Document excerpt →
Content starts

Blue Valentine


I don’t think I have witnessed an onscreen relationship as convincing, intense and devastating as Michelle Williams and Ryan Gosling’s in Blue Valentine, ever. I’m sure there is better somewhere. To try and claim history was made last year would be fantastically naive. Even I don’t get that swept up in the moment. But when I look back and consider all of cinema’s great romances, I really struggle to think of any that even come close. That’s simply how overwhelming the film is.

One reason why it might not be an entirely unrealistic claim, however, lies in the fact that for a long time, in particular during the classical Hollywood period, acting was a matter of looking suave but in the process also coming across as completely stale. I challenge you to watch the likes of Bogart and feel you’re observing a real human being. It’s a screen persona, and it’s too distant to provide any sort of connection.

Straight away, then, we’re looking only at the last fifty years or so: the post-Brando era, when acting finally involved emotion and became the gritty, soul-tearing job that the best actors and actresses make it to this day. Williams and Gosling announce themselves here as exemplary young members of that school. The likes of Blue Valentine just couldn’t have been made in the 40s, purely because it is representative of the real world.

The easiest parallel would be with something more modern like Revolutionary Road, but even that analogy turns out empty on inspection. There, Kate Winslet and DiCaprio reunited for a film that is also about marital trouble, but the feel is totally different. It’s not just the more polished aesthetics that comes with a $35 million budget (Blue Valentine cost $1 million), but the greater focus on capturing a time period and exploring the themes inherent in the initial novel secured two much more refined performances. I recall DiCaprio letting rip in one painful, explosive scene, but otherwise he and Winslet are hardly the focus. They are both extremely impressive and expensive vehicles for the making of a film that’s supposed to reflect a generation.

Cindy and Dean in Blue Valentine aren’t like this. Their relationship specifically is all the film is about, and Cianfrance thus hangs his chances of success on the talents of his two leads.

Content ends

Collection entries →

Content starts

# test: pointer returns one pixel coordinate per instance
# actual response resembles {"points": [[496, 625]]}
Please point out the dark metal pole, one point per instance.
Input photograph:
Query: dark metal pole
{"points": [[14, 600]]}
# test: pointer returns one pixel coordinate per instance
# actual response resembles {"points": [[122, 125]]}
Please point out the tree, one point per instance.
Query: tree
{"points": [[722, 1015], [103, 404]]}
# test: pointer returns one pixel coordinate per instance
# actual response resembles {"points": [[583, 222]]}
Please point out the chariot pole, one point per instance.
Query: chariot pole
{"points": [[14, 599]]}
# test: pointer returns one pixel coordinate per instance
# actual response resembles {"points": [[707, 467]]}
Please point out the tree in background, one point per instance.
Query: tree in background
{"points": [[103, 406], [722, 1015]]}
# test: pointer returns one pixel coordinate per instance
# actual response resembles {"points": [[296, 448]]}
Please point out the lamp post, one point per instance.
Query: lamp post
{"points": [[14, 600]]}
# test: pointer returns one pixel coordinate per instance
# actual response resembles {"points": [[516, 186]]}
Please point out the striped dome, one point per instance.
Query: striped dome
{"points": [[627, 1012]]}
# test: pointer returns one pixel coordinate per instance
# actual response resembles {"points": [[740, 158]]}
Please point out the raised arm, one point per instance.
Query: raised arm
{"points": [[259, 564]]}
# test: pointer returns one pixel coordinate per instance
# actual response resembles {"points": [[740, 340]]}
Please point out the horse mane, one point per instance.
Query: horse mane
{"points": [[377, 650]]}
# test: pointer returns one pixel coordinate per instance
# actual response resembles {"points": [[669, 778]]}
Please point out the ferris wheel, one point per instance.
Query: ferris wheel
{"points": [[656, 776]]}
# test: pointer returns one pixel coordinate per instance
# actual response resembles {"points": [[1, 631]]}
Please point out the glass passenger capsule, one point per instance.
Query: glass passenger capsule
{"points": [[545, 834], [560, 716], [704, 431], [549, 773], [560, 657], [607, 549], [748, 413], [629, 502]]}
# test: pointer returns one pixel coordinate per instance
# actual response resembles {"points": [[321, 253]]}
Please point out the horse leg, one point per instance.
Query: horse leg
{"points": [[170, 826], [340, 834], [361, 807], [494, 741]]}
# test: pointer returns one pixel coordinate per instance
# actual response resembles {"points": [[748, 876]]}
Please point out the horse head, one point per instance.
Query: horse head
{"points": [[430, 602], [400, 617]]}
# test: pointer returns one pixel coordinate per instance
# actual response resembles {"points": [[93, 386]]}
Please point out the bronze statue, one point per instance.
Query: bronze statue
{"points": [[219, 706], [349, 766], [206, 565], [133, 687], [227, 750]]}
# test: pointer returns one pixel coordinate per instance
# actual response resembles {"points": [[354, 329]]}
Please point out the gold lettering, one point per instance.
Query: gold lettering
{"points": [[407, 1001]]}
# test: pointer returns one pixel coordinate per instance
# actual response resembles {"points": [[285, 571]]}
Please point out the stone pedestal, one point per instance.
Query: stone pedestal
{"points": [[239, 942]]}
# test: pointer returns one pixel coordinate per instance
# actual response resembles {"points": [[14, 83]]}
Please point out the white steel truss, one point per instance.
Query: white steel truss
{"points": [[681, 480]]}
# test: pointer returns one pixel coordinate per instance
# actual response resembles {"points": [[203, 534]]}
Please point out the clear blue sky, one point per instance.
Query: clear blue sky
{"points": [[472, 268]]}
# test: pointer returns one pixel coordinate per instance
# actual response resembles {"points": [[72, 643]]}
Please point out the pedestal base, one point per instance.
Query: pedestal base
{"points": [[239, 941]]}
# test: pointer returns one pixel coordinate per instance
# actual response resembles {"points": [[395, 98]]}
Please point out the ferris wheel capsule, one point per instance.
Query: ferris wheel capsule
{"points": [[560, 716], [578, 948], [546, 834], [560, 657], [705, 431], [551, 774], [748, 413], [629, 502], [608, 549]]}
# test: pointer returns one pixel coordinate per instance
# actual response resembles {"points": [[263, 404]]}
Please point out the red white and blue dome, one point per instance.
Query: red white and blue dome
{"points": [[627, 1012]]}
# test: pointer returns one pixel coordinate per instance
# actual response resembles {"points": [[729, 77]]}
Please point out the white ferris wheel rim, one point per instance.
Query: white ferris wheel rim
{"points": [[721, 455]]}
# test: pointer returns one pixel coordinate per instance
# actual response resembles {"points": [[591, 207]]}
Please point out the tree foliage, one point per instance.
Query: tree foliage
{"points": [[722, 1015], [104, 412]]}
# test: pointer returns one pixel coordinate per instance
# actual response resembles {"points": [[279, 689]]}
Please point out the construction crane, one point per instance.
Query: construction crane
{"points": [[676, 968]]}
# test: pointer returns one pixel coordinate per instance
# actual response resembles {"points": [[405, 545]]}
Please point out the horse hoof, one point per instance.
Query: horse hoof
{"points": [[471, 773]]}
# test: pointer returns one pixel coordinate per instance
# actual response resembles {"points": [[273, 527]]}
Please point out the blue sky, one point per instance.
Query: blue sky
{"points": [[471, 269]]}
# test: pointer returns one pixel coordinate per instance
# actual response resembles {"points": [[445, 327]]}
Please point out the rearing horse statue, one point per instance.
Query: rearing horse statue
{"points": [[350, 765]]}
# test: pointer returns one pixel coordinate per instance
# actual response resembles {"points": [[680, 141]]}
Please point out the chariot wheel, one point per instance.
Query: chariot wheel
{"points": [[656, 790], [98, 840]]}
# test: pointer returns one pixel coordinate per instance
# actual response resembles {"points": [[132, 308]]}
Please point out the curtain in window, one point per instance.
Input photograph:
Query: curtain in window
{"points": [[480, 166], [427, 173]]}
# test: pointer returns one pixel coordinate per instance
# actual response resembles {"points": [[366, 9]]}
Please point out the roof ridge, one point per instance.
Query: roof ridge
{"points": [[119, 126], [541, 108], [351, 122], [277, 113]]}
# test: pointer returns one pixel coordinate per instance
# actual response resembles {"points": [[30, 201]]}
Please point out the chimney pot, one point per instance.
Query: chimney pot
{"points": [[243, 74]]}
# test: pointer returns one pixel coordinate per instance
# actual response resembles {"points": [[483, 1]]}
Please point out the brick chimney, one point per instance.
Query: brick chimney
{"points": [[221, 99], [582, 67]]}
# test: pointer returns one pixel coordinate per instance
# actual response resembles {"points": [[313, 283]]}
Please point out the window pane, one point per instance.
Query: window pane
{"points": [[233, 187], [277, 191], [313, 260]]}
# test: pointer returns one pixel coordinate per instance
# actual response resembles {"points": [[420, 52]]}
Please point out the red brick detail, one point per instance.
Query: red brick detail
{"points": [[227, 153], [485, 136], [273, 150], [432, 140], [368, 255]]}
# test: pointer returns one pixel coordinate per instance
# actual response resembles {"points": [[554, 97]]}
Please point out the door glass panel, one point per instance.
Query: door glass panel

Content ends

Requirement 1 →
Update the Blue Valentine review from "The easiest parallel" up to and including "reflect a generation.", putting "comparison" in place of "analogy".
Requirement 2 →
Write what comes next in the Blue Valentine review, starting after its last sentence.

Answer area 1 →
The easiest parallel would be with something more modern like Revolutionary Road, but even that comparison turns out empty on inspection. There, Kate Winslet and DiCaprio reunited for a film that is also about marital trouble, but the feel is totally different. It’s not just the more polished aesthetics that comes with a $35 million budget (Blue Valentine cost $1 million), but the greater focus on capturing a time period and exploring the themes inherent in the initial novel secured two much more refined performances. I recall DiCaprio letting rip in one painful, explosive scene, but otherwise he and Winslet are hardly the focus. They are both extremely impressive and expensive vehicles for the making of a film that’s supposed to reflect a generation.

Answer area 2 →
To say they do not disappoint is an understatement. They both have long careers ahead of them, but they’ll do well to generate performances as defining as these should turn out to be. The best scene is undoubtedly the film’s finale – the realisation they just cannot live with one another anymore. It’s like we’re watching a documentary, both of them pouring their hearts out for the first time and for real. And it’s made all the more unwatchable because it unfolds in the shadow of an array of sweet, early memories. Again, I can’t think of a more natural scene, despite it clearly being meticulously constructed, than the ukelele-driven tap-dance outside the wedding shop.

Williams as Cindy is very easy to under-appreciate. Often great performances come with great characters, but not always, and this is an example of the latter. There’s nothing loud built into Cindy’s personality to latch onto here. She’s just an especially pretty girl (which, Dean notes, will no doubt plague her – it must be mad to have everyone treat you differently just because of your looks) that studies medicine, finds a man and has a child before, somewhat mystifyingly, falling out of love.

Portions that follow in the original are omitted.